Your task -
Count how many lines in the following data hold the word "below". Your answer is the number and nothing else.

The records -
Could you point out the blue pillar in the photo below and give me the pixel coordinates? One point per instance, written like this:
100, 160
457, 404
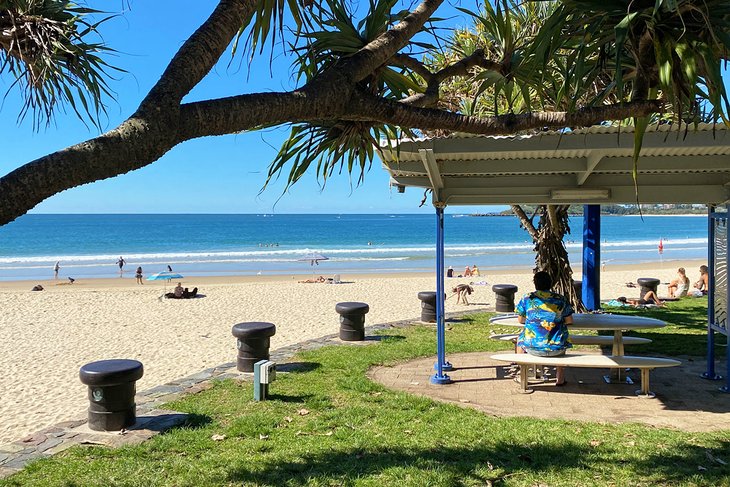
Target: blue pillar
440, 376
710, 372
592, 256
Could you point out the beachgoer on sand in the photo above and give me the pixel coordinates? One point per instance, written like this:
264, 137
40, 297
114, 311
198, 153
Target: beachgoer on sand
121, 263
679, 287
310, 281
703, 285
462, 291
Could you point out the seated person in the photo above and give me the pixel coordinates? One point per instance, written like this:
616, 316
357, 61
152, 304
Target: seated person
703, 285
679, 287
649, 298
190, 294
546, 315
319, 279
462, 290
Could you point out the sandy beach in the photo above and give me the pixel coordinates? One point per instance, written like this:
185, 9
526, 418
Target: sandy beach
48, 335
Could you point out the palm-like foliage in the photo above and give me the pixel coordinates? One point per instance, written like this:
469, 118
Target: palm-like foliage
346, 145
673, 49
44, 47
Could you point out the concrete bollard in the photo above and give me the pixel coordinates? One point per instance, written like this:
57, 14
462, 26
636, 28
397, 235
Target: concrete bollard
252, 341
352, 320
111, 393
505, 294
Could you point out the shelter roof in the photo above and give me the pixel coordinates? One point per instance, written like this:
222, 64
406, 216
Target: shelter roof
588, 166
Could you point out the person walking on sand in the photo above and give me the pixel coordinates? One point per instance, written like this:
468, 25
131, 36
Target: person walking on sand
121, 263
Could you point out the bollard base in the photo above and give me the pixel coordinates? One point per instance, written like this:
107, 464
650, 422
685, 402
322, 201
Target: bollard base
111, 420
440, 380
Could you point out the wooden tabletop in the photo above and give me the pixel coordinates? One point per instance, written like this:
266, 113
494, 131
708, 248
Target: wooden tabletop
589, 321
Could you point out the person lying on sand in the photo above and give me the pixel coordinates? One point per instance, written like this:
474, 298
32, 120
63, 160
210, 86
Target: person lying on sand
309, 281
185, 294
462, 291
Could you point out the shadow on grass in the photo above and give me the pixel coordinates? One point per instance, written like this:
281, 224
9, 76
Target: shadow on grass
384, 338
289, 398
479, 465
297, 367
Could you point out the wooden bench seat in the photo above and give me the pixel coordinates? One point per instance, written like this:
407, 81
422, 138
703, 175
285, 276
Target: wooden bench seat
603, 340
645, 364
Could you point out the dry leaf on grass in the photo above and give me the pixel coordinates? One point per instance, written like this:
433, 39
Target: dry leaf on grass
713, 458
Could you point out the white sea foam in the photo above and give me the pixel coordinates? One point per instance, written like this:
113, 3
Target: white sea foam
355, 253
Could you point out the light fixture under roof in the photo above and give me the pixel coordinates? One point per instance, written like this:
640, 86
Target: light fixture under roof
582, 194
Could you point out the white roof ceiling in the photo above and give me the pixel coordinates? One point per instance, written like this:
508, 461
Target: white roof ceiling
592, 165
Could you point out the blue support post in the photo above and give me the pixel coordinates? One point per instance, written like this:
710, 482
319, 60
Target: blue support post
591, 295
441, 364
710, 372
726, 387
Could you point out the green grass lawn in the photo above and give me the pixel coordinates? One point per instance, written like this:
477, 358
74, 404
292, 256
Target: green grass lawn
328, 425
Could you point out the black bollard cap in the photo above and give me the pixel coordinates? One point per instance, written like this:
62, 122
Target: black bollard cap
111, 372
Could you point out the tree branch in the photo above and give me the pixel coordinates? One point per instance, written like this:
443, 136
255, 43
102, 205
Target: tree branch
365, 107
198, 54
377, 52
525, 221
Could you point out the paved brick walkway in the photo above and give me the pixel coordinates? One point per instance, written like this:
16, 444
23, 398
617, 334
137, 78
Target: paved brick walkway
683, 400
151, 420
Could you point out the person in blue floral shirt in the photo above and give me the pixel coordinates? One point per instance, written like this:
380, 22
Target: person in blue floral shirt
545, 315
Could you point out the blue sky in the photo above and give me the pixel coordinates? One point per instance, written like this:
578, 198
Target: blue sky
212, 175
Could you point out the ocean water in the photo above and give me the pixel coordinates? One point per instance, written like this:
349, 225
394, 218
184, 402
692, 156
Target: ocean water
88, 246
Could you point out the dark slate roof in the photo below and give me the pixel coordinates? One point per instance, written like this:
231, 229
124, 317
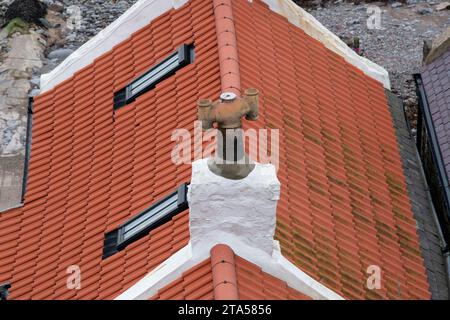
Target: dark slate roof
421, 203
436, 82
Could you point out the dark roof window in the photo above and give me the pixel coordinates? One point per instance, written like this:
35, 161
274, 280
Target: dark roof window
151, 218
166, 68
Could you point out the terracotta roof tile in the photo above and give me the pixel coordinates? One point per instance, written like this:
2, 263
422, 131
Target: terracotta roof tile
344, 205
202, 281
91, 170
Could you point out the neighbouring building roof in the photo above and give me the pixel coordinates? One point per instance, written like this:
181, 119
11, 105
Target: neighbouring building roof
344, 201
436, 82
422, 205
227, 274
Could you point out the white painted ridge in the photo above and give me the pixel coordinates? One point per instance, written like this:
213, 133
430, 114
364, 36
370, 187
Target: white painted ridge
305, 21
135, 18
240, 214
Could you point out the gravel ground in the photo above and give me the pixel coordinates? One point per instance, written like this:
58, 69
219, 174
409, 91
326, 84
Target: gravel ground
398, 45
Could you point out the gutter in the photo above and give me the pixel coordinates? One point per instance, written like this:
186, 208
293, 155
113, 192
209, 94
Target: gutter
443, 178
27, 149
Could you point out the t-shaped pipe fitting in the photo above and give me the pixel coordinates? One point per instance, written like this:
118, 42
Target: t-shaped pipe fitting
227, 113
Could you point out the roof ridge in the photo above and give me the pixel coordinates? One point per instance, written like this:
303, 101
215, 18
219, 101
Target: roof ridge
223, 268
227, 46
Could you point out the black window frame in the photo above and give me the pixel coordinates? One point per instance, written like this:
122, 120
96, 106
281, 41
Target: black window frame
185, 55
116, 241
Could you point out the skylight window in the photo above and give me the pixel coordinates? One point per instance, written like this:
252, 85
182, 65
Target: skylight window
166, 68
151, 218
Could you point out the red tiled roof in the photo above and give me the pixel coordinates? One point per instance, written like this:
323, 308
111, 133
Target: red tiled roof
91, 170
343, 206
242, 280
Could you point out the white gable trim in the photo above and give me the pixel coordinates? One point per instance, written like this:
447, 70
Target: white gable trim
305, 21
275, 265
135, 18
144, 11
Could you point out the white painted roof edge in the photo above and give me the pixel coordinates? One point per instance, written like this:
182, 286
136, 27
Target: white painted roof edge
277, 266
135, 18
144, 11
305, 21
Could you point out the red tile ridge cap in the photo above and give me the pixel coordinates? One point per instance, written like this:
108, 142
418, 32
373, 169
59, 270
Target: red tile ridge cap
224, 273
227, 46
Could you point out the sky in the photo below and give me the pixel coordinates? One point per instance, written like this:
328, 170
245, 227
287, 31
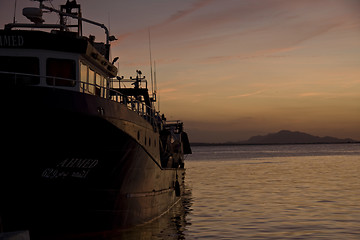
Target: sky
232, 69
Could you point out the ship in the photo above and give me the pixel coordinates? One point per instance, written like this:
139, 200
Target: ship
84, 150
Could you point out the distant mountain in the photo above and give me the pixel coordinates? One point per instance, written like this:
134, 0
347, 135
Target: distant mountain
289, 137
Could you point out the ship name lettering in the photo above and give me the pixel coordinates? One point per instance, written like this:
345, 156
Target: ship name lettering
11, 41
78, 163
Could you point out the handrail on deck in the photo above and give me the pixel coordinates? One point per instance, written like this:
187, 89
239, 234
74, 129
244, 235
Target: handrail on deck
22, 79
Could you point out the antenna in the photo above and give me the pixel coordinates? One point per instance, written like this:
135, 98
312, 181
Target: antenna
156, 94
151, 75
15, 12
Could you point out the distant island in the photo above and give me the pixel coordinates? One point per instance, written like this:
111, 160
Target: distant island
286, 137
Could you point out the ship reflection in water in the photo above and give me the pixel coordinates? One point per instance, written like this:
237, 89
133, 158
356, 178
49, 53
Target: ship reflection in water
171, 225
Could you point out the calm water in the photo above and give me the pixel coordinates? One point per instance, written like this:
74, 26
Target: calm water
266, 192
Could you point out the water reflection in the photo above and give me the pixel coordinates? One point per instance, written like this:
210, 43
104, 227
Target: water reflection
171, 225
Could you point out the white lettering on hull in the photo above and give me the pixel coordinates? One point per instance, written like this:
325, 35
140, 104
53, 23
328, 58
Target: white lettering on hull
71, 168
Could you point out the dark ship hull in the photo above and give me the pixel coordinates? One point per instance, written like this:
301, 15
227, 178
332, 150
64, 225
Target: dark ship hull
73, 164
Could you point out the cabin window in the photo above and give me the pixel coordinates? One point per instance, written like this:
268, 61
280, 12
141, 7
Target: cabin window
60, 72
26, 69
91, 81
84, 77
98, 84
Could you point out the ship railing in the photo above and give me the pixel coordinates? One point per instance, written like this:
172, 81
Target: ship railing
24, 79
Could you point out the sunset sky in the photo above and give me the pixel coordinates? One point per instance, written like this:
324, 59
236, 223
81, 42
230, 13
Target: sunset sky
231, 69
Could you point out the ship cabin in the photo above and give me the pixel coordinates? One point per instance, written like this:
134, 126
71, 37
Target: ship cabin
62, 58
55, 59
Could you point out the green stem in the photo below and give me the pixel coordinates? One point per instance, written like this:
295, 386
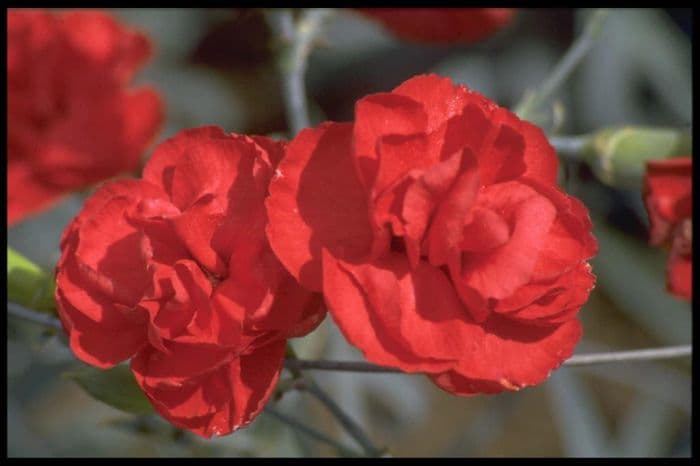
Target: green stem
296, 43
304, 429
306, 383
531, 103
570, 147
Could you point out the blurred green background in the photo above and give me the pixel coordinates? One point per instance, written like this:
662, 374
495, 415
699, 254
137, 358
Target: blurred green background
215, 66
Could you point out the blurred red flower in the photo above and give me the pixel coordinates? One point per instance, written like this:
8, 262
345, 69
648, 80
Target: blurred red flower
71, 120
669, 201
442, 24
175, 271
434, 228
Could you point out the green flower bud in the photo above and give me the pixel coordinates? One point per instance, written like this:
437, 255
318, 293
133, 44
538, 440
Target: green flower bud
618, 156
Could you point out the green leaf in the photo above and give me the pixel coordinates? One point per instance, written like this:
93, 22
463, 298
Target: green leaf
115, 387
28, 284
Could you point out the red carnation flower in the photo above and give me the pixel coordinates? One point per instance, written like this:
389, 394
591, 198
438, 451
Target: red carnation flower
175, 271
446, 25
668, 187
434, 227
71, 121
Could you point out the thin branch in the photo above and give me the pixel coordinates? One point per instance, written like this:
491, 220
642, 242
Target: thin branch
296, 365
532, 101
348, 423
296, 43
304, 429
306, 383
634, 355
577, 360
31, 315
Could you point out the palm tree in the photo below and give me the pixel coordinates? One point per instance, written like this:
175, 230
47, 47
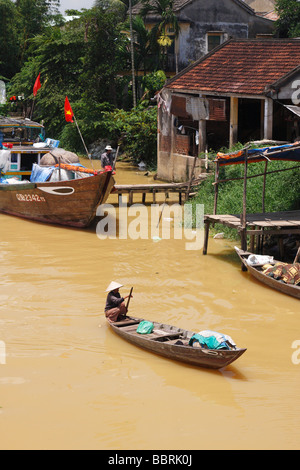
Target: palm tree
163, 9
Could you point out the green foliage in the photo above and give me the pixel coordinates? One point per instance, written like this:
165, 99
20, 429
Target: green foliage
135, 131
288, 23
9, 50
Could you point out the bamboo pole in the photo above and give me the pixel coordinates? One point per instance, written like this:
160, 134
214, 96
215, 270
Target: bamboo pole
244, 213
216, 187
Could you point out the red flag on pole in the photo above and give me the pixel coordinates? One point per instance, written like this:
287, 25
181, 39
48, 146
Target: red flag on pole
37, 85
68, 111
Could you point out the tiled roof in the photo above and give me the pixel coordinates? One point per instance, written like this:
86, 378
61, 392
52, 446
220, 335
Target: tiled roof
244, 66
179, 4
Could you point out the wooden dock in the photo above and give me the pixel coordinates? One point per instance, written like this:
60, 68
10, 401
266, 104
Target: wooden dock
184, 190
257, 226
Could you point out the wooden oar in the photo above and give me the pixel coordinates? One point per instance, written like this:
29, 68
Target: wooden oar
297, 255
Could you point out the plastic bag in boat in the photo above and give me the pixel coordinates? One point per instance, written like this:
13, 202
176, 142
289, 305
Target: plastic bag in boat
145, 327
213, 340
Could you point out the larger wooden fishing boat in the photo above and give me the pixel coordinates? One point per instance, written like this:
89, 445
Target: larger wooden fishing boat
173, 343
67, 195
71, 202
258, 272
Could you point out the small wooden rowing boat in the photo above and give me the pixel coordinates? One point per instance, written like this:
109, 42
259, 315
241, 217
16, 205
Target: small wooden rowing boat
173, 343
257, 272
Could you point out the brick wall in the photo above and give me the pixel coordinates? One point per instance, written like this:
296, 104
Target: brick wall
182, 144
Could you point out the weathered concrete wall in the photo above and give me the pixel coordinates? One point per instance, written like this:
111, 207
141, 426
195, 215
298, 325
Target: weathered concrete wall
200, 17
176, 168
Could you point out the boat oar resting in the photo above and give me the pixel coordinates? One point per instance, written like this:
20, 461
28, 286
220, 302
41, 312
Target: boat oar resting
205, 349
280, 276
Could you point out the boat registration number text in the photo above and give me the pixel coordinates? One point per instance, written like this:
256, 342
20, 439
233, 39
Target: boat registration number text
30, 198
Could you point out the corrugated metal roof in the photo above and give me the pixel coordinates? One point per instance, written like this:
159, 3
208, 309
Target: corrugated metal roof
10, 122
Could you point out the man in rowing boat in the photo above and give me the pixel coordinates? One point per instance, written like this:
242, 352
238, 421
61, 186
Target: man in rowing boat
107, 158
115, 307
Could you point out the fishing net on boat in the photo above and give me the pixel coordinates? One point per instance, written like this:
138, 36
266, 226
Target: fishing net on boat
57, 155
288, 273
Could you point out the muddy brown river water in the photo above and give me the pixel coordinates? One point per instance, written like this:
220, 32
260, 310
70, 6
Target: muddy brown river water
68, 382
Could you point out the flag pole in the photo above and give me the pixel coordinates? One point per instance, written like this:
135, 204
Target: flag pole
89, 156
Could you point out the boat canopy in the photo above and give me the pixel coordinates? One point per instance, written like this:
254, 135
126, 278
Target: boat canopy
19, 123
286, 152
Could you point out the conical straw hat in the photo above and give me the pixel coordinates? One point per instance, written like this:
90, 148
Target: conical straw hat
113, 285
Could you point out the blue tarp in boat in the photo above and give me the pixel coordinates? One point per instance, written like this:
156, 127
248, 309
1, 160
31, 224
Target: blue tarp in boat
213, 340
40, 174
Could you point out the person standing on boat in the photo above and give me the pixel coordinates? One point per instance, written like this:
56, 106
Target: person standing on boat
107, 158
115, 304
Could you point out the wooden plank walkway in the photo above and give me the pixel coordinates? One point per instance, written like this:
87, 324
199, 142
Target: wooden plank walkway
184, 190
268, 223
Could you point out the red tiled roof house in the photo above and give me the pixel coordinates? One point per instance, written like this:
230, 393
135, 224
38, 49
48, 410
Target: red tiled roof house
238, 92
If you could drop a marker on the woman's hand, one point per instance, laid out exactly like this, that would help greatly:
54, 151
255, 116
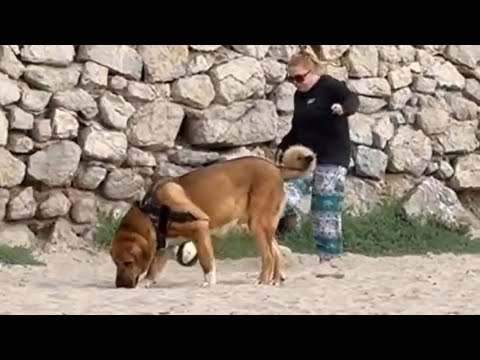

Written answer -
5